#### [Excerpted passage]
::::::::

I've done if before, but i've also heard about people doing it and dying.


----------



## ramsiN

Hey all,

Im new and a 1st time user here myself. I came here to get some answers about mixing mainly lortabs with coke.  i use to do alot of coke about 6 years ago, like 4 times out of the week doing literally a ball to myself each night within 6-8 hours. but i never mixed it back then cept for pot. anyways 6 years later of me quitting blow, today, the devils drug made its way into my hands. im a heavy lortab user now and i didnt want to end up on the news like ODB cuz of mixing the 2. anyhow i did some of the most garbage coke all day long, basically a teener (1.5 grams) and never did i think something i use to love so much could make me feel so shitty from the first line till the last line, i know the quality was shit but it was all rocks so i stayed optimistic that there wasnt much cutting agents, still each line made me more anxious and panicy and i never got that high i chased all day. well 1 hour after i did my last line and was in complete anxious mode i deciided to pop half a blue lortab (10/500) smoked a bowl, waited another hour and popped the other half with a 0.5 mg xanax smoked another bowl and have been freaking out ever since lol. from the majority of ppls posts i read i feel safe with the combo, to be honest i feel happy now and the anxiousness is gone (mission accomplished, that literaly was the shittiest coke ever that i vow'd never to do it again lol) but yah i feel actually good, only thing is my heart is a bit out of wack, not that its beating fast but i feel a very light and slight pressure kinda  on it, hence me freaking out since i took the pills because of the few posts of ppl who lost friends to taken a xany to calm down after coke + i mixed a lortab with it.  basically i want to thank everyone for their feed back, its funny how hard it was to come across this discussion, yahoo gave me crap for sites and finally aj.com brought me here.

lol @ sandbags "your having a better night then me comment"

the lesson i learned today, and it was a valuable lesson when it comes to using recreational drugs, are :

sobriety>garbage coke anyday of the week

10/500 lortab blues only/any oxycodone 7.5+/500 ( any other hydrocodone makes me sick) > coke ( yes i realize the acetaminophen is not good for me, but not much of a choice when it comes to all hydrocodone, cept norcos which suck unless they're the yellows, and most oxycodones... oxycotlins are to expensive and roxicets are impossible to find or else those would be my choice  )

snorting oxy's/roxys>coke ( even if it is that 100% pure columbian that everyone always hears about but never see's or gets a chance to snort)

but thats just my input and the lessons i learned


----------



## AfterGlow

Xanax can impair your inhibitions and ability to make good decisions.  It can even cause you to blackout and forget events.  For that reason, you need to be careful that you don't have too much coke available and you don't go way overboard and OD on it.  Too much coke can cause heart arrhythmia and even cardiac arrest.  I recommend you use Xanax for the coke comedown and you do not take it before the coke.

::::::::

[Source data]
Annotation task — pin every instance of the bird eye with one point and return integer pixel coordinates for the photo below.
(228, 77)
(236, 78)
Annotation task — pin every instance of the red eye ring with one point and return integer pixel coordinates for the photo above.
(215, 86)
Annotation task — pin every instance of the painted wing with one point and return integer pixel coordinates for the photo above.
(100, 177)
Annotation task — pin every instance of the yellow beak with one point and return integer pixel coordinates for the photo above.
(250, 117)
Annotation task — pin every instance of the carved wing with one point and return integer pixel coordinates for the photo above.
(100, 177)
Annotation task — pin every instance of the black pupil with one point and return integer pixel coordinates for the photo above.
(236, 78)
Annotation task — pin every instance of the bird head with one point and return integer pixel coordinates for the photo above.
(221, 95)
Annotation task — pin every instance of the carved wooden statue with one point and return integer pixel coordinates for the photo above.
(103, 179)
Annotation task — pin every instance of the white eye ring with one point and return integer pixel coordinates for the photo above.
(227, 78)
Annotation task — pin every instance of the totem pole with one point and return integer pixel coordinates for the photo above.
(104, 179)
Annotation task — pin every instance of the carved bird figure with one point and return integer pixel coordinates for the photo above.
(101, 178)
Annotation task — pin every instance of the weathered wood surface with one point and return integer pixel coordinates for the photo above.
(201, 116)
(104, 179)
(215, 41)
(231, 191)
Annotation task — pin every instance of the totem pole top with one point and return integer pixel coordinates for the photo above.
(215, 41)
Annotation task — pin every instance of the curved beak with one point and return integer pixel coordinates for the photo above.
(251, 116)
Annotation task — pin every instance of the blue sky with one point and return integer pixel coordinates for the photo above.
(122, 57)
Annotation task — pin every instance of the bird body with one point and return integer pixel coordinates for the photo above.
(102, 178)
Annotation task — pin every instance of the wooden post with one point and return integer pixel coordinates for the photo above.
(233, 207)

::::::::

#### [Work item]
Reproduce the passage of the forum thread between "10/500 lortab blues" and "chance to snort)", inclusive.

#### [Expected answer]
10/500 lortab blues only/any oxycodone 7.5+/500 ( any other hydrocodone makes me sick) > coke ( yes i realize the acetaminophen is not good for me, but not much of a choice when it comes to all hydrocodone, cept norcos which suck unless they're the yellows, and most oxycodones... oxycotlins are to expensive and roxicets are impossible to find or else those would be my choice  )

snorting oxy's/roxys>coke ( even if it is that 100% pure columbian that everyone always hears about but never see's or gets a chance to snort)